ENTRIES SHOWN:
^^^^^^^^^^^^^^^^

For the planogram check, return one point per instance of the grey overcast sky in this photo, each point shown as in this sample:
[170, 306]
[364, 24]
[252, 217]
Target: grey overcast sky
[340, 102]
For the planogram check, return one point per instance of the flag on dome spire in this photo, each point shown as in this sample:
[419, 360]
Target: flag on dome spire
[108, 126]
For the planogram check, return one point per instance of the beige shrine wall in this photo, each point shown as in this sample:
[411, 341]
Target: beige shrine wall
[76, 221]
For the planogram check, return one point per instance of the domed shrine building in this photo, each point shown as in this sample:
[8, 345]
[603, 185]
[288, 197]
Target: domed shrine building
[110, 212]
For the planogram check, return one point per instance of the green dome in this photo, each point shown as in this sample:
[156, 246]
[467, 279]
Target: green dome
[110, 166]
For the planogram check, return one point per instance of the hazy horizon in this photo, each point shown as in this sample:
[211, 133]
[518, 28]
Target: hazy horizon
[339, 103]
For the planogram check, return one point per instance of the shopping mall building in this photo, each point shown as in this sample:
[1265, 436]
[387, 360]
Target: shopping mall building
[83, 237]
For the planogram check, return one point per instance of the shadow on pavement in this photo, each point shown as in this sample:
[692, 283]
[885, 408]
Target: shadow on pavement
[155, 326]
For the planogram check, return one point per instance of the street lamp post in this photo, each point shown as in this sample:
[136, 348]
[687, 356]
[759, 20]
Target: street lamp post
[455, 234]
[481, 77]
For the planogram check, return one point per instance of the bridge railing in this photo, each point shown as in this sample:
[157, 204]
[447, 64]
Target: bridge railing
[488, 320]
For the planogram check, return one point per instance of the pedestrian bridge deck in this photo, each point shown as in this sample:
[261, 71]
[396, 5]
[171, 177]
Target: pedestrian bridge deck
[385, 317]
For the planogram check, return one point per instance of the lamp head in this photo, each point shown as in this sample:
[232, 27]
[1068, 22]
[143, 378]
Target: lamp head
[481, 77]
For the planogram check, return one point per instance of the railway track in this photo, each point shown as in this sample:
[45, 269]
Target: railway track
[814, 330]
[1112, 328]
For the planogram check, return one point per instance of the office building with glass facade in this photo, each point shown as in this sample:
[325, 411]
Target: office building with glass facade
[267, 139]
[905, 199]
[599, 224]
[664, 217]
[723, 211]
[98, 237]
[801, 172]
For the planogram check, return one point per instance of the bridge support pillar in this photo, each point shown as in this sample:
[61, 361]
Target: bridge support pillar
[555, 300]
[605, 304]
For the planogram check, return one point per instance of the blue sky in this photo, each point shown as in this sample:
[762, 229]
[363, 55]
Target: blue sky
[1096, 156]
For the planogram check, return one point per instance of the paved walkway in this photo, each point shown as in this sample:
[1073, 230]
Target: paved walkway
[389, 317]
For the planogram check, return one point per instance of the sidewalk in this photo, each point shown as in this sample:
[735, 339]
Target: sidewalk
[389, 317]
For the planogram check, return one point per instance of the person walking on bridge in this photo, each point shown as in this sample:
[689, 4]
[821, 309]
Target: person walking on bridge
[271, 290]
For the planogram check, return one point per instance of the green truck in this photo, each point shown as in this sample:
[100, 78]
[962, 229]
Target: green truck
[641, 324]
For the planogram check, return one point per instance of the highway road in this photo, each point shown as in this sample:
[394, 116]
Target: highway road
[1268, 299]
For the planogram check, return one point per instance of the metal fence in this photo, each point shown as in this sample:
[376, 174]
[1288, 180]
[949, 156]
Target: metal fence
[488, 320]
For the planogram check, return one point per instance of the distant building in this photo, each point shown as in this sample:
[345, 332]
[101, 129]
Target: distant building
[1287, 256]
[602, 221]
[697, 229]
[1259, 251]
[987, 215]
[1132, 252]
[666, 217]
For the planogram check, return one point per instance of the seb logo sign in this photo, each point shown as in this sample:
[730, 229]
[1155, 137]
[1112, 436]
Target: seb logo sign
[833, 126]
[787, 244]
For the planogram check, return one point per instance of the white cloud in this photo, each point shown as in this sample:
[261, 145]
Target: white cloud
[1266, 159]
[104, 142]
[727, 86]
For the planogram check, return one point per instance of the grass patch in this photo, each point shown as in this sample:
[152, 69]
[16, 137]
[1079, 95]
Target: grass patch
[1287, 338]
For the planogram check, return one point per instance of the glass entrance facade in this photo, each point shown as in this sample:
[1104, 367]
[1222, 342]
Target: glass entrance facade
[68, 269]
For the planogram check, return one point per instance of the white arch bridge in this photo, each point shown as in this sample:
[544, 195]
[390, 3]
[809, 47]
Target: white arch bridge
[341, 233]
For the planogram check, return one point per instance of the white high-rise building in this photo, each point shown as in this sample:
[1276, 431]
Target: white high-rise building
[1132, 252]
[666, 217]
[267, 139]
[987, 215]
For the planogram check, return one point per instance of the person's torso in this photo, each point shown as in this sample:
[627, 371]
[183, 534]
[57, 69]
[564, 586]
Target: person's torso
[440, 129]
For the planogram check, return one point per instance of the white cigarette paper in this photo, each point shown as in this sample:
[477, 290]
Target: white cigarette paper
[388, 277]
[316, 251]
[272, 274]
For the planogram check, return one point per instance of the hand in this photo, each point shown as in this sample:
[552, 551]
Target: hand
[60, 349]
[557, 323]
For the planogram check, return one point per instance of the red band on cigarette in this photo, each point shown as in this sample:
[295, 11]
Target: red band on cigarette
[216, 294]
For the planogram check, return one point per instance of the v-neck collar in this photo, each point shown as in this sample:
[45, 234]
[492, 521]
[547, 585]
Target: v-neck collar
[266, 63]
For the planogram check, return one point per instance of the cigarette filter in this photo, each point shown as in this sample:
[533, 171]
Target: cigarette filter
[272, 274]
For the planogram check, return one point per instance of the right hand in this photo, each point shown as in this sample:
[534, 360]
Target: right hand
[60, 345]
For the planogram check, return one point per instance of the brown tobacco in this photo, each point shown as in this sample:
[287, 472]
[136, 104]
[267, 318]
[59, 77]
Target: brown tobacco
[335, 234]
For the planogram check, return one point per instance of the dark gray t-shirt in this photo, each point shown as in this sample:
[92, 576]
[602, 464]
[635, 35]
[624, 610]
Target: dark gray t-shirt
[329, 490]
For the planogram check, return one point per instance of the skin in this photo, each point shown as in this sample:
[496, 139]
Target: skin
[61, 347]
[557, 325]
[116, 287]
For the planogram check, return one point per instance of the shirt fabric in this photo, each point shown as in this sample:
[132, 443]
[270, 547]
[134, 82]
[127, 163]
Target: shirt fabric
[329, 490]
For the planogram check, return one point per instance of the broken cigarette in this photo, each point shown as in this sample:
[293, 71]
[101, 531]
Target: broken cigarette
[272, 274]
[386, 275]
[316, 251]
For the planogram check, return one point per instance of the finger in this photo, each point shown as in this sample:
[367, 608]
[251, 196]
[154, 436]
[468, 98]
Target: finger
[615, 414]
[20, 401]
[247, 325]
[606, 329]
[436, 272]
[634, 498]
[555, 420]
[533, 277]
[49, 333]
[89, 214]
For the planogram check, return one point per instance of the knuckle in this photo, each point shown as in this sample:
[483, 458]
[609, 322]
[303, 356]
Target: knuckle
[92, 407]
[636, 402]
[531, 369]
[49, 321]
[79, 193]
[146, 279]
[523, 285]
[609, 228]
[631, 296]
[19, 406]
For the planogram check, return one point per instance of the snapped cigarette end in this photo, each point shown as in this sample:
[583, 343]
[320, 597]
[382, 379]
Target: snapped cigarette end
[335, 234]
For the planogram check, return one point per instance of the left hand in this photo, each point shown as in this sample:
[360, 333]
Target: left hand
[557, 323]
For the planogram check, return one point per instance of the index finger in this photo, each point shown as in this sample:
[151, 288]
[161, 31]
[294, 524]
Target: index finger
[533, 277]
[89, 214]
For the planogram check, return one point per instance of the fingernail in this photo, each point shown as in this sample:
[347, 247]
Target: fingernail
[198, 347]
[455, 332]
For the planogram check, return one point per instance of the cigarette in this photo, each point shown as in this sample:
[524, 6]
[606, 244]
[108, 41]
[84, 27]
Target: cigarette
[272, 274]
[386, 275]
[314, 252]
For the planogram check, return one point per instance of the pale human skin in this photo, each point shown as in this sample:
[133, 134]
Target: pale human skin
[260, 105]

^^^^^^^^^^^^^^^^

DIRECTIVE: Reproduce exactly, with nothing added, the lines from the one that contains "of the shirt" to the end of the data.

RESPONSE:
For the planogram check, return one point per instance of the shirt fabric in this photo, each point shown as in this sample:
[132, 443]
[270, 547]
[134, 82]
[127, 163]
Target: shirt fabric
[329, 490]
For the planogram check, return one point per instance of the broken cigarette in this photo, each point shown as in this sample:
[293, 71]
[101, 531]
Target: broken cigarette
[272, 274]
[386, 275]
[316, 251]
For the planogram check, return one point per instance of the finger in this photo, each point shown as in this sample:
[367, 608]
[251, 196]
[154, 436]
[468, 98]
Target: finger
[615, 414]
[20, 401]
[247, 325]
[606, 329]
[436, 272]
[634, 498]
[555, 420]
[533, 277]
[49, 333]
[89, 214]
For the planogram check, return one point per instance of the knuckle in this photo, each point shown as in this sample:
[483, 458]
[609, 322]
[303, 356]
Target: knuckle
[92, 407]
[636, 402]
[531, 369]
[49, 321]
[79, 193]
[146, 279]
[523, 285]
[609, 228]
[631, 296]
[19, 406]
For the planogram check, return one point per instance of the snapped cigarette end in this photo, each point shown as in this sample:
[583, 343]
[320, 597]
[382, 379]
Target: snapped cigarette end
[335, 234]
For the planogram check, return one point per instance of the left hand in this photo, each point shown as in this sample:
[360, 333]
Target: left hand
[557, 323]
For the planogram check, return one point per instance of the index finger in this photo, each point shown as in this sample:
[151, 288]
[161, 31]
[294, 524]
Target: index finger
[533, 277]
[89, 214]
For the planogram check, return one point per instance of the fingernail in this photo, each point shown as in this sample:
[347, 247]
Target: fingernail
[198, 347]
[455, 332]
For the planogram check, return one point per instance of the cigarette in this photo, each point shown as in this sample:
[524, 6]
[606, 244]
[108, 41]
[84, 27]
Target: cigarette
[272, 274]
[386, 275]
[314, 252]
For the planogram check, return one point per instance of the pale human skin in this photo, each point shown as in this sample:
[133, 134]
Target: pale human skin
[260, 105]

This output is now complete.